• **Text segment**:
══════════

Medina v. Air-Mite Devices, Inc., 161 Ill. App. 3d 502 (1987)

Sept. 30, 1987 · Illinois Appellate Court · No. 8 —2496
161 Ill. App. 3d 502

OLGA MEDINA, Plaintiff-Appellant, v. AIR-MITE DEVICES, INC., Defendant-Appellee and Third-Party Plaintiff (Fox Valley Manufacturing Company, Third-Party Defendant).

First District (4th Division)

No. 8 —2496

Opinion filed September 30, 1987.

*504John A. O’Malley, of O’Malley & O’Malley, Ltd., of Chicago, for appellant.

John S. Roadhouse and Gail Allyn Omahana, both of Conklin & Adler, Ltd., of Chicago, for appellee.

JUSTICE JOHNSON

delivered the opinion of the court:

Plaintiff, Olga Medina, brought an action in strict product liability to recover damages for personal injuries she suffered while operating an air press manufactured by defendant, Air-Mite Devices, Inc. Relying on the fact that the air press, as manufactured, is a multifunctional machine on which plaintiff’s employer, Fox Valley Manufacturing Co. (hereinafter Fox Valley), made substantial alterations and additions, defendant filed a third-party complaint against Fox Valley seeking indemnity. The circuit court of Cook County entered summary judgment for defendant. Plaintiff appeals, contending that there were genuine issues of material fact to be resolved by a jury as to (1) whether Fox Valley’s additions to the basic machine were material alterations sufficient to relieve defendant of liability; (2) whether the machine was unreasonably dangerous by reason of defendant’s failure to provide a safety device to prevent the operator’s hand from entering the die area; and (3) whether the machine’s defective design or Fox Valley’s alterations were the proximate cause of her injury.

We reverse and remand.

The machine involved is a “DAP 12-Model Stroke Punch Press,” an industrial machine used for shaping metal by means of a ram which descends into a die with sufficient force to stamp out raw metal into a desired shape. It is manufactured by defendant and was sold to plaintiff’s employer, Fox Valley. As manufactured, the press is a multifunctional machine consisting of an air cylinder mounted to a post which is attached to a base by a mounting bracket. The air press does not contain any points of operation, guards, or anti-tie-down devices. The purchaser adapts the press to its particular functions.

The undisputed evidence indicated that Fox Valley added a crimping or dimple die to the ram, a channel-like die set to the base, a foot pedal, and a metal rod attachment to the column of the machine itself. It was also established that Fox Valley generally adds a steel mesh guard which encloses the operating portion of the air press and provides a small opening which allows the unfinished *505metal to be fed into the press. The air press, as both manufactured and used, performs a single basic function: an air-powered, downward application of force.

══════════

• **Raw records**:

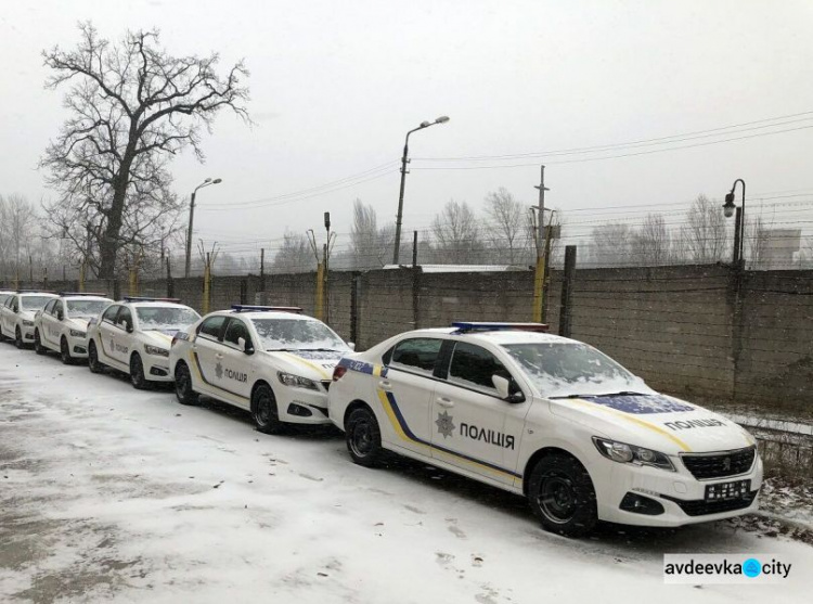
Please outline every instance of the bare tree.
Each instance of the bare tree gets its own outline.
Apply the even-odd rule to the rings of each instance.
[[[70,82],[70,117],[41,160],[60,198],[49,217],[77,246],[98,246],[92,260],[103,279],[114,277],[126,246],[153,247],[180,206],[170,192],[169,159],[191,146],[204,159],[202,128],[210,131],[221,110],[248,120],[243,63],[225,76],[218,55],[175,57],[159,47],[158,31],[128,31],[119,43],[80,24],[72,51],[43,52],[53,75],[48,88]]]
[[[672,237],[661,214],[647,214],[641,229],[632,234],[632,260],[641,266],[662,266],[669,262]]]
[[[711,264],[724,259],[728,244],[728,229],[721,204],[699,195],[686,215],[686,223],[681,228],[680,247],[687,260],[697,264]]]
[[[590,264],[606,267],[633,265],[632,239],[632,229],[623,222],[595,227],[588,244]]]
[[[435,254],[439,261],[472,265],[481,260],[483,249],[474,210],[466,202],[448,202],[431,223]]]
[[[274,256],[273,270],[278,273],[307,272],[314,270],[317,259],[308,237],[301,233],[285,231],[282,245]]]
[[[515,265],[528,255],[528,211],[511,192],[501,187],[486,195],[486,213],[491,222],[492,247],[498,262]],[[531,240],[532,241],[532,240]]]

══════════

• **Requirements**: Resume the Medina v. Air-Mite Devices court opinion above, picking up right after its final sentence.

• **Exercise response**:
Around 1978, plaintiff was first employed as an assembler at Fox Valley. After leaving Fox Valley for employment at another factory, she returned to work there on April 1, 1981, and was again assigned to the assembly department. Shortly after her return, she was orally instructed on the operation of the press by a co-worker. On April 6, 1981, plaintiff sustained a compound fracture of the left little finger when she placed her hand near the ram of the operating air press while attempting to dislodge working material. The evidence is controverted, however, as to whether the steel mesh guard safety device was in fact installed on the particular machine on which plaintiff was injured.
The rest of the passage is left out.